Texte du document>
********************
« Les stations face au changement climatique» : ce que contient le rapport de la Cour des Comptes
Le 6 février dernier, la Cour des Comptes a mis le feu aux poudres en publiant son rapport sur l’adaptation des stations de ski au réchauffement climatique. Politique d’adaptation au déclin de la neige, démantelage des remontées mécaniques vétustes, préservation de l’eau, risque d’une envolée progressive du subventionnement… cet épais document aborde de nombreux enjeux environnementaux et socio-économiques de la transition des stations. Dès sa mise en ligne, les associations d’élus de la montagne, Domaines Skiables de France et Mountain Wilderness se sont positionnées, saluant « une base de discussion solide » ou regrettant « un rapport à charge ».
Les passes d’armes entre Domaines Skiables de France et Mountain Wilderness sont monnaie courante. Chaque projet immobilier ou d’installation de remontée mécanique en station suscite de manière presque systématique des réactions opposées. Cette fois, la critique de la politique d’adaptation des stations émane d’une institution réputée neutre, et dont le rôle est « de s’assurer du bon emploi de l’argent public et d’en informer les citoyens. » Ici, la Cour des Comptes épingle aussi bien les taux de subventionnement élevés des investissements en station que la pertinence des projets soutenus. Pour établir ce rapport, 42 stations ont été enquêtées et une base de données comprenant 200 stations a été établie. Pourtant, le président de Domaines Skiables de France Alexandre Maulin estime que le travail des magistrats est « idéologique », notamment car les réponses apportées avant la publication n’auraient pas été prises en compte.
********************
Extrait des données>
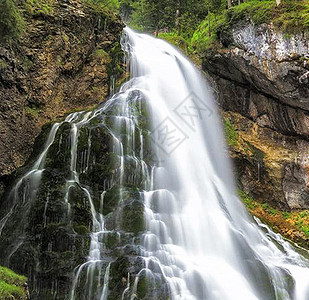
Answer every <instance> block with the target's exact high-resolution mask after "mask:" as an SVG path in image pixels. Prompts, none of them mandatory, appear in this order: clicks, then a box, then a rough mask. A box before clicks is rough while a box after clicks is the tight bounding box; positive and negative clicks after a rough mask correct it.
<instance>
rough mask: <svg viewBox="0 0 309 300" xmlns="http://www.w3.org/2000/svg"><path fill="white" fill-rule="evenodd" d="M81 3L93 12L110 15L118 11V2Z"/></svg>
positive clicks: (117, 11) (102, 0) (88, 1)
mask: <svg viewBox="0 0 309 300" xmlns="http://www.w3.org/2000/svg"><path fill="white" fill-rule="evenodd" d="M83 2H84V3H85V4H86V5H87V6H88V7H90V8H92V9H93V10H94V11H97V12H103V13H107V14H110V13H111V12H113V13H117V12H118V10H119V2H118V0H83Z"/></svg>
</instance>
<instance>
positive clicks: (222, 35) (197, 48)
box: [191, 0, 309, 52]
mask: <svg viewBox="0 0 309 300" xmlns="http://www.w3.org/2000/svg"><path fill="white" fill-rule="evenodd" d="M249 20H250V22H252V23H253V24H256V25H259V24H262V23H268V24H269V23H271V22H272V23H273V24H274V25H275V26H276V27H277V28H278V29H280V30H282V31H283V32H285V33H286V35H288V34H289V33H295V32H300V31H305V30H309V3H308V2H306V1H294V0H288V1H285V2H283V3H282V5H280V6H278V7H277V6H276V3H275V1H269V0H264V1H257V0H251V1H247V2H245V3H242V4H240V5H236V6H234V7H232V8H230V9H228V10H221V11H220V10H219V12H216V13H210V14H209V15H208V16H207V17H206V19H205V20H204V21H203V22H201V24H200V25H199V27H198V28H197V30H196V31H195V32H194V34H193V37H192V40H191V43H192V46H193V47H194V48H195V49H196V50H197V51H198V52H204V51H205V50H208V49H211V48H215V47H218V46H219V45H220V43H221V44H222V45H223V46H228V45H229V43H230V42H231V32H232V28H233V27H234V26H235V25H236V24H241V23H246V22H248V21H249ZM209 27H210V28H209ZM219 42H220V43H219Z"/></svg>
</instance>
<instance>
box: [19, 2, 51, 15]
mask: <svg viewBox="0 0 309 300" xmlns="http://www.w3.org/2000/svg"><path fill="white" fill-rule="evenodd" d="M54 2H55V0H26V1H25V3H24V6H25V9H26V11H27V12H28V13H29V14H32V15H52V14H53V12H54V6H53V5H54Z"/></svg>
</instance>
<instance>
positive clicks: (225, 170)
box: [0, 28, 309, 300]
********************
Consignes de l'exercice> Reproduisez intégralement, sans aucune modification, le texte consacré au rapport de la Cour des Comptes sur les stations de ski.

Corrigé>
« Les stations face au changement climatique» : ce que contient le rapport de la Cour des Comptes
Le 6 février dernier, la Cour des Comptes a mis le feu aux poudres en publiant son rapport sur l’adaptation des stations de ski au réchauffement climatique. Politique d’adaptation au déclin de la neige, démantelage des remontées mécaniques vétustes, préservation de l’eau, risque d’une envolée progressive du subventionnement… cet épais document aborde de nombreux enjeux environnementaux et socio-économiques de la transition des stations. Dès sa mise en ligne, les associations d’élus de la montagne, Domaines Skiables de France et Mountain Wilderness se sont positionnées, saluant « une base de discussion solide » ou regrettant « un rapport à charge ».
Les passes d’armes entre Domaines Skiables de France et Mountain Wilderness sont monnaie courante. Chaque projet immobilier ou d’installation de remontée mécanique en station suscite de manière presque systématique des réactions opposées. Cette fois, la critique de la politique d’adaptation des stations émane d’une institution réputée neutre, et dont le rôle est « de s’assurer du bon emploi de l’argent public et d’en informer les citoyens. » Ici, la Cour des Comptes épingle aussi bien les taux de subventionnement élevés des investissements en station que la pertinence des projets soutenus. Pour établir ce rapport, 42 stations ont été enquêtées et une base de données comprenant 200 stations a été établie. Pourtant, le président de Domaines Skiables de France Alexandre Maulin estime que le travail des magistrats est « idéologique », notamment car les réponses apportées avant la publication n’auraient pas été prises en compte.